BEGIN Source information

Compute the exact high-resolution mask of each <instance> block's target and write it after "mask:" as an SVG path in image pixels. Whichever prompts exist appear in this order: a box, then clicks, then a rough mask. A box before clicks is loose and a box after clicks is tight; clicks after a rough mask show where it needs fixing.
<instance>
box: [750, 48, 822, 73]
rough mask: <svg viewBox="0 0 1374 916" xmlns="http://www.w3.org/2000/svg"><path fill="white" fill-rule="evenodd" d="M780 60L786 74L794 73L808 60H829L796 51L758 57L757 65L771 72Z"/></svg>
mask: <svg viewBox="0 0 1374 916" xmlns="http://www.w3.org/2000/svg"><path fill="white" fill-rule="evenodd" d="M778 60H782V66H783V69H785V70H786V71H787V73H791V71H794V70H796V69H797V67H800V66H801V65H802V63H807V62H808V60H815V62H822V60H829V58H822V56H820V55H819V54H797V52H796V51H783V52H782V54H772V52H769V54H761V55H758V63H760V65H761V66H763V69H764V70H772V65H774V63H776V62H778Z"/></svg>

END Source information

Format each of the lines above as a row in a Markdown table, with columns headed "No." for the row number and "Line" for the line itself, leaving out any blank lines.

| No. | Line |
|---|---|
| 1 | Compute the exact high-resolution mask of each <instance> block's target and write it after "mask:" as an SVG path in image pixels. Whichever prompts exist appear in this order: a box, then clicks, then a rough mask. A box before clicks is loose and a box after clicks is tight; clicks after a rough mask show where it needs fixing. |
| 2 | <instance> |
| 3 | box: [750, 48, 822, 73] |
| 4 | rough mask: <svg viewBox="0 0 1374 916" xmlns="http://www.w3.org/2000/svg"><path fill="white" fill-rule="evenodd" d="M780 60L786 74L794 73L808 60H829L796 51L758 57L757 65L771 72Z"/></svg> |
| 5 | mask: <svg viewBox="0 0 1374 916" xmlns="http://www.w3.org/2000/svg"><path fill="white" fill-rule="evenodd" d="M778 60H782V66H783V69H785V70H786V71H787V73H791V71H794V70H796V69H797V67H800V66H801V65H802V63H807V62H808V60H815V62H822V60H829V58H822V56H820V55H819V54H797V52H796V51H783V52H782V54H772V52H769V54H761V55H758V63H760V65H761V66H763V69H764V70H772V65H774V63H776V62H778Z"/></svg> |